§ WHAT YOU NEED TO DO
Copy out all of the data below word for word, keeping every line unchanged.

[begin SUPPLIED RECORDS]

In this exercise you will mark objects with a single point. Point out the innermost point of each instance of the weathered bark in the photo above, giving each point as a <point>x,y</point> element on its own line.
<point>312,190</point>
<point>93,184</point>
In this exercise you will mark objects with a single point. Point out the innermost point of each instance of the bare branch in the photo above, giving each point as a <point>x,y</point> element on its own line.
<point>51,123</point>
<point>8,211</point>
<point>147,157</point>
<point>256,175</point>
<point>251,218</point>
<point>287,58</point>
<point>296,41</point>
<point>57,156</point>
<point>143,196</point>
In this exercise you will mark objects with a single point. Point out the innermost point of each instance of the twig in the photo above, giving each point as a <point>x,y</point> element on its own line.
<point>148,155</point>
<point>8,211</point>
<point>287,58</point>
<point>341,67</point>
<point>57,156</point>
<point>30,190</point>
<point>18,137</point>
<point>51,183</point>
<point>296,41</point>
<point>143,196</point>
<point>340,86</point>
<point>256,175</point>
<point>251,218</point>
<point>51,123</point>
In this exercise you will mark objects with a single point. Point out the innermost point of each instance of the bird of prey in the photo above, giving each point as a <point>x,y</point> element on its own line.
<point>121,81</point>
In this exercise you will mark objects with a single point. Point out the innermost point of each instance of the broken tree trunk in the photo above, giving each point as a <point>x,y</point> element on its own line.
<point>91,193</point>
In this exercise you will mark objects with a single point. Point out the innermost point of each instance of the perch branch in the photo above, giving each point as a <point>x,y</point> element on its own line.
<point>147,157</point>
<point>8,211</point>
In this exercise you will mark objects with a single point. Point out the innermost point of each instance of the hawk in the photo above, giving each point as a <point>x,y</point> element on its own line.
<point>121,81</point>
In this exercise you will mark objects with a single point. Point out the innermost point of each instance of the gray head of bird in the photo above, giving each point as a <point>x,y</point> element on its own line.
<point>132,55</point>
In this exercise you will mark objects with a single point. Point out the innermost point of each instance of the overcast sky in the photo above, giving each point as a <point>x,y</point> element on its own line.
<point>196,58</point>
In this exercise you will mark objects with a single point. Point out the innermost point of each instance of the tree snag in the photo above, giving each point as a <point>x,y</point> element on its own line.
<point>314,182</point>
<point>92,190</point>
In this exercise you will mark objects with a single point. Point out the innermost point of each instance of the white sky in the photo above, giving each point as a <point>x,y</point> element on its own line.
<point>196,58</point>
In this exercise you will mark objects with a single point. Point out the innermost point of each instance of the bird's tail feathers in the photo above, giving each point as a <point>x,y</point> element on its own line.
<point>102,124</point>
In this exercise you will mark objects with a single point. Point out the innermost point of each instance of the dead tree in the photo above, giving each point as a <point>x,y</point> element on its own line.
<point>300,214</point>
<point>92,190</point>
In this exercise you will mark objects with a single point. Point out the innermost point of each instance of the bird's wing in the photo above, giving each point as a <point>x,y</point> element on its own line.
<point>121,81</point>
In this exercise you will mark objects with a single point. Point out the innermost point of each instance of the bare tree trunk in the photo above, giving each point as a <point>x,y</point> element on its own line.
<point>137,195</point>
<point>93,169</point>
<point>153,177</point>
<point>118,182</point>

[end SUPPLIED RECORDS]

§ COMPLETE RESPONSE
In this exercise you will mark objects with a single point. Point out the innermost point of each instance of the weathered bark in the photo above, giving each point as a <point>x,y</point> element on its own line.
<point>312,190</point>
<point>93,184</point>
In this exercise you will mark objects with a single point. Point out the innermost point of each instance of the bare branch in the photo above, giving each point as a <point>x,y</point> element on its own line.
<point>51,123</point>
<point>8,211</point>
<point>147,157</point>
<point>256,175</point>
<point>251,218</point>
<point>287,58</point>
<point>296,41</point>
<point>57,156</point>
<point>143,196</point>
In this exercise you will mark objects with a single point. Point out the innermost point of each instance of the twig in the photo above, giving each point as a <point>x,y</point> element on its own line.
<point>148,155</point>
<point>8,211</point>
<point>287,58</point>
<point>341,67</point>
<point>57,156</point>
<point>30,190</point>
<point>18,137</point>
<point>51,183</point>
<point>296,41</point>
<point>143,196</point>
<point>340,86</point>
<point>256,175</point>
<point>251,218</point>
<point>51,123</point>
In this exercise you will mark objects with a single point. Point out the innermost point of each instance of the bird of prey in the photo above, giving each point as a <point>x,y</point> element on its own line.
<point>121,81</point>
In this exercise you will mark objects with a single point. Point out the innermost point of each instance of the broken tree trunk in the photo above, giving each point as a <point>x,y</point> element on its own line.
<point>91,193</point>
In this exercise you will mark objects with a single point. Point out the innermost point of each instance of the perch branch in the photo above, giving each point as a <point>x,y</point> element on its own line.
<point>147,157</point>
<point>8,211</point>
In this exercise you will mark objects with a single point. Point out the innermost point of each instance of the hawk in the photo above, giving each point as a <point>x,y</point> element on its own line.
<point>121,81</point>
In this exercise you will mark objects with a single point. Point out the innermost point of each instance of the gray head of bird in the photo above, giving each point as a <point>x,y</point> element on its own line.
<point>132,55</point>
In this exercise you will mark objects with a single point. Point out the innermost point of each instance of the overcast sky in the photo above, giving each point as a <point>x,y</point> element on its own line.
<point>196,58</point>
In this exercise you will mark objects with a single point. Point out the innermost point of each instance of the tree snag in the photo above, giving each point as a <point>x,y</point> element on its own line.
<point>314,182</point>
<point>92,190</point>
In this exercise you will mark objects with a single point. Point out the innermost point of each instance of the white sky in the photo above, giving each point as a <point>x,y</point> element on its own line.
<point>196,58</point>
In this exercise you will mark objects with a single point. Point out the innermost point of each instance of the bird's tail feathers in the photo above, giving each point as a <point>x,y</point> element on its own line.
<point>102,124</point>
In this exercise you will mark objects with a single point. Point out the innermost point of each instance of the dead tree in the photo above, giving each point as a <point>x,y</point> element on its own line.
<point>300,214</point>
<point>92,190</point>
In this exercise you will mark objects with a single point. Point out the innermost point of each instance of the bird's wing in the photo above, giving each point as a <point>x,y</point> element on its own line.
<point>121,81</point>
In this exercise you will mark objects with a single point. Point out the innermost point of each instance of the bare tree trunk in the photo above, giving each point as a <point>x,y</point> element on its own line.
<point>137,195</point>
<point>93,169</point>
<point>153,177</point>
<point>118,182</point>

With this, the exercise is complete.